EXCERPTED PASSAGE:

The following disclaimer applies to the attached offer to purchase (as it may be supplemented or amended from time to time,
the Offer to Purchase) and you are therefore required to read this disclaimer page carefully before accessing, reading or making any other
use of the Offer to Purchase. By accessing, reading or making any other use of the Offer to Purchase, you agree (in addition to giving the
representations below) to be bound by the following terms and conditions, including any modifications to them from time to time, each time you
receive any information from Banco Santander, S.A. in its capacity as offeror (the Offeror), and Santander US Capital Markets LLC in its
capacity as Dealer Manager (the Dealer Manager) or D.F. King & Co., Inc. (the Tender Agent) or their affiliates or agents as a result of
such access.
Capitalized terms used but not otherwise defined in this disclaimer shall have the meaning given to them in the Offer to Purchase.

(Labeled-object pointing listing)
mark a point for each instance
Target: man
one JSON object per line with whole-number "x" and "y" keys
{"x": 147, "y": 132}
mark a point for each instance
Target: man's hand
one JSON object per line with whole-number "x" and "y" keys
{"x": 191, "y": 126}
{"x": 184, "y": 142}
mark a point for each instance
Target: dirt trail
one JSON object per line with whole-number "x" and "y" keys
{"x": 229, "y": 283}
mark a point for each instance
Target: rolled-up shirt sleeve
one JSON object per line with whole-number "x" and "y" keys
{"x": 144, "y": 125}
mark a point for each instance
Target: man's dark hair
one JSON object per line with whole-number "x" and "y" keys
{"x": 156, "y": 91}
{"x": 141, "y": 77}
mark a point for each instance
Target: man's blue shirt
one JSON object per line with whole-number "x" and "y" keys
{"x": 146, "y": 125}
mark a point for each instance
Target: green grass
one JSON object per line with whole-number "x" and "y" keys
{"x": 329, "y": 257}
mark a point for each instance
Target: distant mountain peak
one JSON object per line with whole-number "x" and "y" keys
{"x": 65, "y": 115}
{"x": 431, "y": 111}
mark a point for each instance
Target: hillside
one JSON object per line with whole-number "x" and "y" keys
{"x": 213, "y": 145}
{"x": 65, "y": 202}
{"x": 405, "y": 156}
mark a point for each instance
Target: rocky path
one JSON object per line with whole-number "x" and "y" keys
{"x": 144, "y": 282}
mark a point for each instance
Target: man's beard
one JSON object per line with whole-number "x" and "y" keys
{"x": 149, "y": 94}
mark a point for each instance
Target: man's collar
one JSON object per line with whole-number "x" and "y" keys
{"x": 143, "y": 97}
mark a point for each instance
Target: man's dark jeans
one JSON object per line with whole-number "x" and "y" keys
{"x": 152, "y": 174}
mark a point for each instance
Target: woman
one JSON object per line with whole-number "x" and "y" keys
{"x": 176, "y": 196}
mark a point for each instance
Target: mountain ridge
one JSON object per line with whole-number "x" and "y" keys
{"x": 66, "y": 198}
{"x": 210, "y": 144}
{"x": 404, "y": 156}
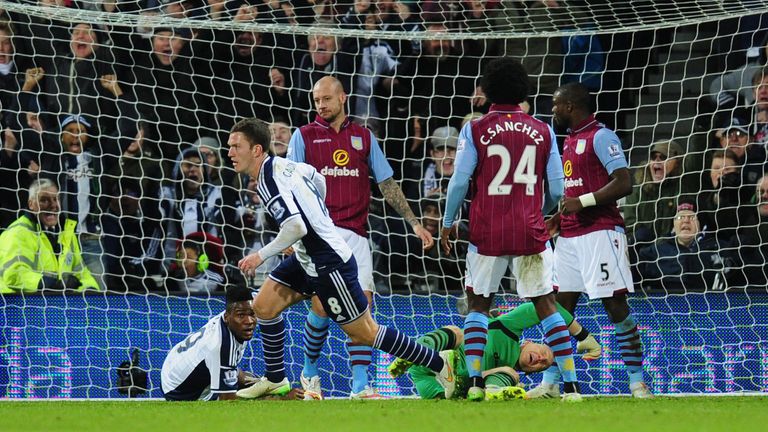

CHALLENGES:
#1 Which firm does the disclaimer name as the Tender Agent?
#2 Please resume the disclaimer after its last sentence.

TASK-BY-TASK RESULTS:
#1 D.F. King & Co., Inc.

#2
THE OFFER TO PURCHASE MAY NOT BE FORWARDED OR DISTRIBUTED TO ANY OTHER PERSON AND MAY NOT BE REPRODUCED IN ANY MANNER WHATSOEVER.
THE OFFER TO PURCHASE MAY ONLY BE DISTRIBUTED TO PERSONS TO WHOM IT IS OTHERWISE LAWFUL TO SEND THE OFFER TO PURCHASE. ANY FORWARDING,
DISTRIBUTION OR REPRODUCTION OF THE OFFER TO PURCHASE IN WHOLE OR IN PART IS UNAUTHORIZED. FAILURE TO COMPLY WITH THESE REQUIREMENTS MAY
RESULT IN A VIOLATION OF THE APPLICABLE LAWS OF THE UNITED STATES OR OTHER JURISDICTIONS.
Confirmation of your representation:
In order to be eligible to view the Offer to Purchase or make an investment decision with respect to the Offer (as defined below), you must be
able to participate lawfully in the invitations by the Offeror to holders of the Securities (as defined below) to tender their Securities for
purchase by the Offeror for cash (the Offer) on the terms and subject to the conditions set out in the Offer to Purchase, including the
offer and distribution restrictions set out therein (the The OfferCertain Matters Relating to Non-U.S. Jurisdictions).
The Offer to Purchase was sent at your request and by accessing the Offer to Purchase you shall be deemed to have represented to the Offeror,
the Dealer Manager and the Tender Agent that:
(i)
you are a holder or a beneficial owner of 4.750% Non-Step-Up Non-Cumulative Contingent Convertible Perpetual Preferred Tier 1 Securities issued by
the Offeror (CUSIP No. 05971K AH2 / ISIN: US05971KAH23) (the Securities);
(ii)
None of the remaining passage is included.